Pointing and labeling entries:

· · ·

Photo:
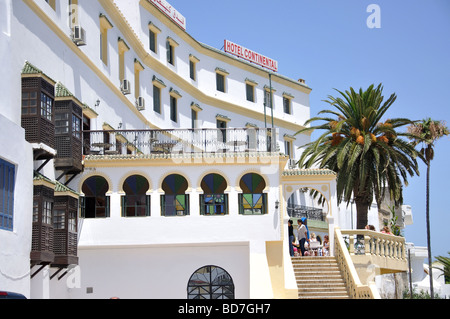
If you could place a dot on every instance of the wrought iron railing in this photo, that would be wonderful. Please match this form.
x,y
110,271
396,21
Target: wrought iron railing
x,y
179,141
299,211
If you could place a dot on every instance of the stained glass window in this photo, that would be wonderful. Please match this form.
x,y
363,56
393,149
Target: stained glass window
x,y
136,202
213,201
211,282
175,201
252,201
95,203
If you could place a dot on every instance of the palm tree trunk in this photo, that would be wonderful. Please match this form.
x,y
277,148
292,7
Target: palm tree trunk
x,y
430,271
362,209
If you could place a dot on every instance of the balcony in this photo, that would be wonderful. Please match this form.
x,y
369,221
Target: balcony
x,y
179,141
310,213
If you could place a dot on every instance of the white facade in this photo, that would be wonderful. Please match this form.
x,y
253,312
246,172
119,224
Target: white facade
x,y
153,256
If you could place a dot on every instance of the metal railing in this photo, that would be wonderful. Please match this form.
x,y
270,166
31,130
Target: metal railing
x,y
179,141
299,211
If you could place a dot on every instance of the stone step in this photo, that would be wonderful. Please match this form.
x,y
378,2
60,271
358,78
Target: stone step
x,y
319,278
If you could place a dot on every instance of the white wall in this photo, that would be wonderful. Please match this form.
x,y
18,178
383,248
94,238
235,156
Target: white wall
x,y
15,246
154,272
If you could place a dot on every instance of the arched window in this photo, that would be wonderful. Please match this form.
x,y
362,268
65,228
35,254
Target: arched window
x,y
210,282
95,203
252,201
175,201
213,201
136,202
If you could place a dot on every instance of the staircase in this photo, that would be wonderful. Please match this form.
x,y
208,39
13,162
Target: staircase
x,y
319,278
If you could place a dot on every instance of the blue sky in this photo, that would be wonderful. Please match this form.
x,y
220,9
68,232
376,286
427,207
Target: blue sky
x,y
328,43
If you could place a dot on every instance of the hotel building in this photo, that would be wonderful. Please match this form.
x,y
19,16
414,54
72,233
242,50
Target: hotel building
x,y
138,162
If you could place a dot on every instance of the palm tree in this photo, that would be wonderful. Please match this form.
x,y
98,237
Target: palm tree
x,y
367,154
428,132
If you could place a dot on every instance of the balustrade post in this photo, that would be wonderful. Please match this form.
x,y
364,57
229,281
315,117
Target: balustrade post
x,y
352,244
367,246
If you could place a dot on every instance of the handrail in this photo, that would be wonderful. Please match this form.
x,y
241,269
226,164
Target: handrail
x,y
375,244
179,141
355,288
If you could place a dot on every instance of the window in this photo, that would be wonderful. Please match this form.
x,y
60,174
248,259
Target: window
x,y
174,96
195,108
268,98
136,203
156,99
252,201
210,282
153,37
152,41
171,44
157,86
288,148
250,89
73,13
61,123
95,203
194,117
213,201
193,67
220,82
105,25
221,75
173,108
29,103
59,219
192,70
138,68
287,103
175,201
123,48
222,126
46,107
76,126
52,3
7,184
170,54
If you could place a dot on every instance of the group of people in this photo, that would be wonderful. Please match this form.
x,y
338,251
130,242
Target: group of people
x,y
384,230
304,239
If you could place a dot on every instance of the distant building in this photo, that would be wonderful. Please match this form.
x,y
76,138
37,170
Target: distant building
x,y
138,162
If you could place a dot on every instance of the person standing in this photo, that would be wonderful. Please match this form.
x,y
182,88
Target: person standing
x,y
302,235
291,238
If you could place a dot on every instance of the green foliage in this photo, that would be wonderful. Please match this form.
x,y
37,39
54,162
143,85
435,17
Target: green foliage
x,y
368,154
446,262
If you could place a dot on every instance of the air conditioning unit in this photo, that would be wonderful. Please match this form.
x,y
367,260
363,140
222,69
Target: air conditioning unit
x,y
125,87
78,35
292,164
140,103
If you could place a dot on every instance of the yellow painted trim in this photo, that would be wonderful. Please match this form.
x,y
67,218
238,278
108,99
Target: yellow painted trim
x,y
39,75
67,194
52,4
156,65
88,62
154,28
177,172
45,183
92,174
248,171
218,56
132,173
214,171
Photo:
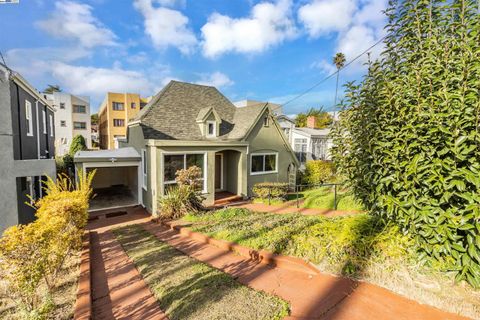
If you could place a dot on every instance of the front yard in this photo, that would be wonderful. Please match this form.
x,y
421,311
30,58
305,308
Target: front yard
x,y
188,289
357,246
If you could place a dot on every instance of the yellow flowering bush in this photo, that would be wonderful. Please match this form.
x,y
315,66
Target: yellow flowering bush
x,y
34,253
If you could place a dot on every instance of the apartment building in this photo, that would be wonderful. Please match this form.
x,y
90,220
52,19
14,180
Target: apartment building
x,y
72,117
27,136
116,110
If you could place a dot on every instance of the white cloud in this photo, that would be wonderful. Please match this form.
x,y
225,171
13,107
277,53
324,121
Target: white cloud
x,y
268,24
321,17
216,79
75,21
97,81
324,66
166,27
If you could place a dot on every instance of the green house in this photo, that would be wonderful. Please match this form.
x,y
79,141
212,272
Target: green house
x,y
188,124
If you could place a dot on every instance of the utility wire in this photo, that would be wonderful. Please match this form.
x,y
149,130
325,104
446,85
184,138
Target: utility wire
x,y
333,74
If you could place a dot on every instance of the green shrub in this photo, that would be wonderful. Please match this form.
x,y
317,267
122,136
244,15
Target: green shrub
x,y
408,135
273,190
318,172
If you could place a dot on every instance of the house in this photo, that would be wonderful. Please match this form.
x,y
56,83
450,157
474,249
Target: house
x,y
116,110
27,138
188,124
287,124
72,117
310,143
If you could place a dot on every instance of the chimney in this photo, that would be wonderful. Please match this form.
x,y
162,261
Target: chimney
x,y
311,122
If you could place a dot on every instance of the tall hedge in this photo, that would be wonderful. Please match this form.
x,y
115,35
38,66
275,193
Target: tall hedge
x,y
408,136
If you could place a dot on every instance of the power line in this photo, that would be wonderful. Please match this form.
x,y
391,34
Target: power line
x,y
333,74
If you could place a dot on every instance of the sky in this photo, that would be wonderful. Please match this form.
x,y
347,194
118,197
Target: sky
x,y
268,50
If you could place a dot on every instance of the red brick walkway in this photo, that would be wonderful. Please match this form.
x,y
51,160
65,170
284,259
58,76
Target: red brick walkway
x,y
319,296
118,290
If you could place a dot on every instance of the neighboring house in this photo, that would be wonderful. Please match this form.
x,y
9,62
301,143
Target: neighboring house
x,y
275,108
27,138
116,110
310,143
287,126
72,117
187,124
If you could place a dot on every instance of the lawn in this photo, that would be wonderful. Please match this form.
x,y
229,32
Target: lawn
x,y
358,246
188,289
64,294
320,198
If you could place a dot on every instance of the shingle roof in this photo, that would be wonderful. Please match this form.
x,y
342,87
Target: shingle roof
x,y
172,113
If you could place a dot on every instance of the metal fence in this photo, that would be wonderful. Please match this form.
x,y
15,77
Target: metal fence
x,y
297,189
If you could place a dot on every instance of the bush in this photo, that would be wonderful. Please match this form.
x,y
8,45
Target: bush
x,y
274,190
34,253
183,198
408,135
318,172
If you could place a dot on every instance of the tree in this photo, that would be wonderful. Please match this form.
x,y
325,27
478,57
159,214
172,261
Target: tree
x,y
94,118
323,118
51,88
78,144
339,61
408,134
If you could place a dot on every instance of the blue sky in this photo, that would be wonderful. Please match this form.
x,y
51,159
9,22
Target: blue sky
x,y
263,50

· · ·

Directions: All lines from the one containing "the red brick" through the final line of the listing above are to be reproduced exactly; include both and add nothing.

Result below:
If you could place a dot on every instance of the red brick walkway in this photo, that would be wonderful. Please match this form.
x,y
51,160
65,170
284,259
58,76
Target: red brick walkway
x,y
319,296
118,290
If you could place a dot on every instance of the neighboring house in this photo, that would be wonderful. Please match this form.
x,y
9,62
301,143
Target: neighboring house
x,y
275,108
27,138
116,110
310,143
287,126
72,117
187,124
If you could place a dot on every instance of the lawn in this photo, that would be wonderful. Please match this form.
x,y
229,32
Target: lawn
x,y
358,246
188,289
64,294
320,198
If you could place a dot on every instance of the shingle roof in this photo, that would be wonderful. Please match this form.
x,y
342,87
Target: shingle roof
x,y
172,113
If you could place a dot on every instance of the metal fence in this photo, that would be wonderful. Please match this form.
x,y
15,77
Target: metal fence
x,y
297,189
If you could place a dot on every instance of the bush in this photo, that would be wonderful. Please match this form.
x,y
8,45
Target: bush
x,y
274,190
34,253
183,198
408,135
318,172
If you could place a dot on every instance of the tree in this photo, that would be wonderful. Please match this form.
x,y
325,27
478,57
159,214
172,261
Target: tree
x,y
94,118
323,118
51,88
78,144
339,61
408,134
If you could place a dot on every instance of the blue sky in this photo, that would be wonderful. Please match this form.
x,y
51,159
9,22
Target: blue sky
x,y
263,50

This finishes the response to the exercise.